### Supplied passage
=-=-=-=-=
When other and happier days
came round, the real feeling of the townspeople towards the two sufferers
expressed itself in the erection of memorial stones over their honoured
remains in St. Michael's churchyard; and till this day an interest is felt
in the humble tombs of Welsh and Grier, or Grierson, which vies in depth
with that awakened by the proud mausoleum reared beside them, above the
dust of the national poet-the poet who, in one of his best moods, after
reading a narrative of the Persecution in Galloway, penned the well-known
lines:
"The The Solemn League and
Covenant
Cost Scotland blood, cost Scotland tears;
But it sealed freedom's sacred cause:
If thou'rt a slave, indulge thy sneers!"
On the 9th of May, 1668, a
royal proclamation was issued for the apprehension of about one hundred
outstanding "rebels," sixteen of whom belonged to the Shire of Dumfries.
=-=-=-=-=
(Excerpts of pointing data)

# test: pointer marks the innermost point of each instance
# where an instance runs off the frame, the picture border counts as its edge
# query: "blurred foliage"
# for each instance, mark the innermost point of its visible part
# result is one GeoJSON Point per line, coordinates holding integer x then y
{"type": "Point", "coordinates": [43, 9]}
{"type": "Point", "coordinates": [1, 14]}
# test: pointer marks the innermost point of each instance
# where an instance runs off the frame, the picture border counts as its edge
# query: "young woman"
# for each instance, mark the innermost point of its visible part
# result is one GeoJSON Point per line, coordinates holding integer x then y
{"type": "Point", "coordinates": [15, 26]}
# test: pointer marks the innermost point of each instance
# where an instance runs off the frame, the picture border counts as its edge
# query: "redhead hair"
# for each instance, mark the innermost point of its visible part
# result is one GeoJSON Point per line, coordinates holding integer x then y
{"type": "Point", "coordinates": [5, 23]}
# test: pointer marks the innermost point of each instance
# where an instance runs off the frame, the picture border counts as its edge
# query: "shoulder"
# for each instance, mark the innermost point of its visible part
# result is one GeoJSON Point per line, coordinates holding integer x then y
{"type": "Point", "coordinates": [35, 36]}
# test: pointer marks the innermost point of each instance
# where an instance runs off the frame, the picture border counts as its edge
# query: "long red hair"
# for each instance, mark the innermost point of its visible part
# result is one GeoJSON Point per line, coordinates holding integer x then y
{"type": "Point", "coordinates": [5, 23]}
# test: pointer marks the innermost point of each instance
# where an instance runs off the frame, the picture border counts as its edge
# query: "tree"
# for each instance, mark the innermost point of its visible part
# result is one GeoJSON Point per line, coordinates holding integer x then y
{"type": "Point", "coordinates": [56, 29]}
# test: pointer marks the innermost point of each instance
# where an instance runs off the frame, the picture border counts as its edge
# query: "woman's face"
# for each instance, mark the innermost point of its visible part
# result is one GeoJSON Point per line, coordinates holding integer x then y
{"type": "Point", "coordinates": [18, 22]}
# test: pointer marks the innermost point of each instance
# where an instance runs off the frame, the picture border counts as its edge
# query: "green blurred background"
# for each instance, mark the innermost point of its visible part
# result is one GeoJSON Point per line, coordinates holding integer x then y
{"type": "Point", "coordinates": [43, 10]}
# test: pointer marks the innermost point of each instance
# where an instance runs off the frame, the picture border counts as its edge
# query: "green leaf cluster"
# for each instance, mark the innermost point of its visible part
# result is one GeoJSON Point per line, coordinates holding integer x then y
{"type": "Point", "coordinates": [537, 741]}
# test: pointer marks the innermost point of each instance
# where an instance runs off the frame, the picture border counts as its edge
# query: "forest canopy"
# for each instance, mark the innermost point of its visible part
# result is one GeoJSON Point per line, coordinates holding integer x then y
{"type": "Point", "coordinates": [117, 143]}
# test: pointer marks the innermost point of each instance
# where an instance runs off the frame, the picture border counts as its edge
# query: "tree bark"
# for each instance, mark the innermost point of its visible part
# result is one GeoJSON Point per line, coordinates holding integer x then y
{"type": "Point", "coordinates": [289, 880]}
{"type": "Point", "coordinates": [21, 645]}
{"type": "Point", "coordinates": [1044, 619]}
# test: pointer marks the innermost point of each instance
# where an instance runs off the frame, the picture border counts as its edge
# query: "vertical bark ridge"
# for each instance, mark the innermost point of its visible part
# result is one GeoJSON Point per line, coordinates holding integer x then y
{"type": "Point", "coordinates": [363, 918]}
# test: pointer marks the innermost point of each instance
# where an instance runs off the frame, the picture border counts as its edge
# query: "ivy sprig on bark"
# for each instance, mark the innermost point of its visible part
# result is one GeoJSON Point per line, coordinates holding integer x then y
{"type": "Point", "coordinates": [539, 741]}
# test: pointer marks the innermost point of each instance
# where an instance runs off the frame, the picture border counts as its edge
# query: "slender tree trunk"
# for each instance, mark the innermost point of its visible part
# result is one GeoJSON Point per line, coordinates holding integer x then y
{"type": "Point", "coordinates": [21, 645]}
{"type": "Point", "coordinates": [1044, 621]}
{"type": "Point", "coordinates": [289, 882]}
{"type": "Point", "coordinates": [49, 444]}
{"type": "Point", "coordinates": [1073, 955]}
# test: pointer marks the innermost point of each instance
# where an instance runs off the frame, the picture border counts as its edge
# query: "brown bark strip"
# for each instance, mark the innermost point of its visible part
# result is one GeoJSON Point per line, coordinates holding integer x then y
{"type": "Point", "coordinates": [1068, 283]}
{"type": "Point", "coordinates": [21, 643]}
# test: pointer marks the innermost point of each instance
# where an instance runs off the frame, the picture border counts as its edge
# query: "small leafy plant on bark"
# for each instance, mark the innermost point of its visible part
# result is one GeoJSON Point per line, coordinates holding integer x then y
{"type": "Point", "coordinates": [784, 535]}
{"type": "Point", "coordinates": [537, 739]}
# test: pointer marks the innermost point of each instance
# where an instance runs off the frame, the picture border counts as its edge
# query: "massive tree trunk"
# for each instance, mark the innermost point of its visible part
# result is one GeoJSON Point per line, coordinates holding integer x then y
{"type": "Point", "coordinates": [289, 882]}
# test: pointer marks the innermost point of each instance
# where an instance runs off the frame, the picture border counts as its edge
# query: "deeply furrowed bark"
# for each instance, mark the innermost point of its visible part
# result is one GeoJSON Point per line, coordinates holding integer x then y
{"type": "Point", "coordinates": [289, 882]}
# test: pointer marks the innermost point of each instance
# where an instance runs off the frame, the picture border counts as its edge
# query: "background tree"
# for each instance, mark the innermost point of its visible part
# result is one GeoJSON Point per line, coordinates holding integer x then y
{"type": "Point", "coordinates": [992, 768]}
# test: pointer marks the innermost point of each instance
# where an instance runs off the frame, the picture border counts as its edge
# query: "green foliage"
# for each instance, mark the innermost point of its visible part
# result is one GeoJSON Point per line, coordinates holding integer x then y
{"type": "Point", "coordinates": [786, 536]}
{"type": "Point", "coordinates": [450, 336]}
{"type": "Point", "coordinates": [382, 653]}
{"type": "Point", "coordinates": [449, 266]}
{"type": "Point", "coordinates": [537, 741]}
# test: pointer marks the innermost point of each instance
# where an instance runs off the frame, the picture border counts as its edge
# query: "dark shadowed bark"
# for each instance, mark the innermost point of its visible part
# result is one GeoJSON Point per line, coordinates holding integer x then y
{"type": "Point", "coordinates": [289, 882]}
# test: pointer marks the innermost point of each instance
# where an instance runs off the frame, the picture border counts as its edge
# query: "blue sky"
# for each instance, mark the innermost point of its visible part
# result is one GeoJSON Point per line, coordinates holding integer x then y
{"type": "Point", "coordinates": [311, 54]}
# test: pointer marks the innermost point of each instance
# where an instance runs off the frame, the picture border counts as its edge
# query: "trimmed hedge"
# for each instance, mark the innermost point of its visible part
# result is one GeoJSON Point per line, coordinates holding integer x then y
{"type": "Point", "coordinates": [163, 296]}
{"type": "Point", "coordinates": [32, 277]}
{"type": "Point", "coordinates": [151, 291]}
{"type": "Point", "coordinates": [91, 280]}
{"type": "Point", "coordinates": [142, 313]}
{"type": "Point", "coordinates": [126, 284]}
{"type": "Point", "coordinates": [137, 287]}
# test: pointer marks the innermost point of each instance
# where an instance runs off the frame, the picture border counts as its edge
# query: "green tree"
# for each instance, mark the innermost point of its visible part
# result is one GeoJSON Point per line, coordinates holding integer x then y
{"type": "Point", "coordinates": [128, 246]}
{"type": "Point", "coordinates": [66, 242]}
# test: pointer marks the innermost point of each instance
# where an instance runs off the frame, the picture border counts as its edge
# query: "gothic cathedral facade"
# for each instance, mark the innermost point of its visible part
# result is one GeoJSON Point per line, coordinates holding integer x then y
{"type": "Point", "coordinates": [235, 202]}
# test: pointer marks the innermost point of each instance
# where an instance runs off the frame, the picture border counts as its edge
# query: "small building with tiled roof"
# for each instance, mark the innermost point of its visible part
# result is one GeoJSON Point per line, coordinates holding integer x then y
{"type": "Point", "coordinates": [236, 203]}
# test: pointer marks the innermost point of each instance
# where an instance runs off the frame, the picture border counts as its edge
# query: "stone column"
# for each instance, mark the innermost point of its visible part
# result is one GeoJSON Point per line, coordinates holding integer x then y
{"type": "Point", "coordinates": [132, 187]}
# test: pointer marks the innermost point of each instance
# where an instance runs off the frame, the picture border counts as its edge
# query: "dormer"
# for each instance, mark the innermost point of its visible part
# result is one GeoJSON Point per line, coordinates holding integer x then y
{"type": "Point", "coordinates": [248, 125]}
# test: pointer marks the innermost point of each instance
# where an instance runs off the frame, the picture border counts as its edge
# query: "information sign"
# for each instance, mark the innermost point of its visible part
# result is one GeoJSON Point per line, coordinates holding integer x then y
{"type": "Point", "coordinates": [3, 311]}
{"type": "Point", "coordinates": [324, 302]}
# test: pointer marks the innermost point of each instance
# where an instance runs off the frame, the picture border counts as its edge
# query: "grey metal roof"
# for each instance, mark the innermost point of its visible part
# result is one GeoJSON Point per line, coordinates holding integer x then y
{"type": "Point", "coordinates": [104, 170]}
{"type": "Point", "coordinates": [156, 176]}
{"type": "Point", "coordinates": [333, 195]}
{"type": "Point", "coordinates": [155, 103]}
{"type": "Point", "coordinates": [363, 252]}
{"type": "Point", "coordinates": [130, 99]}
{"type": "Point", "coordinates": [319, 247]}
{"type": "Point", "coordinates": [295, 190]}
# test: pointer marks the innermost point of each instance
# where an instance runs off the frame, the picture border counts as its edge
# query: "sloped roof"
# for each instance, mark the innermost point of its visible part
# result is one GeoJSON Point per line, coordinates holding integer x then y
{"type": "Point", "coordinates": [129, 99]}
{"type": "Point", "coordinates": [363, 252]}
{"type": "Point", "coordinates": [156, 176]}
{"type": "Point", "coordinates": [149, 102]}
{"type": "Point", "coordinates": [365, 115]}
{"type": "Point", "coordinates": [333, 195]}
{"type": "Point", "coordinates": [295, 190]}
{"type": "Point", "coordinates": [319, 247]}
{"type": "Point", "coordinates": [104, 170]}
=-=-=-=-=
### Instructions
1 - Answer these questions from the supplied passage.
(a) In which churchyard were the memorial stones erected?
(b) On what date was the royal proclamation issued?
(c) How many of the outstanding "rebels" belonged to the Shire of Dumfries?
2 - Rewrite the paragraph of the supplied passage that begins "When other and happier days" more briefly, keeping its main facts.
The listing is separate material and has no connection to the supplied passage.

### Answers below
1 -
(a) St. Michael's churchyard
(b) The 9th of May, 1668
(c) Sixteen

2 - When better times came, the townspeople showed their true feeling for the two sufferers by erecting memorial stones over their remains in St. Michael's churchyard. The humble tombs of Welsh and Grier, or Grierson, still draw interest as deep as the proud mausoleum beside them. That mausoleum stands over the national poet, who wrote well-known lines after reading a narrative of the Persecution in Galloway. The lines say the Solemn League and Covenant cost Scotland blood and tears but sealed freedom's sacred cause.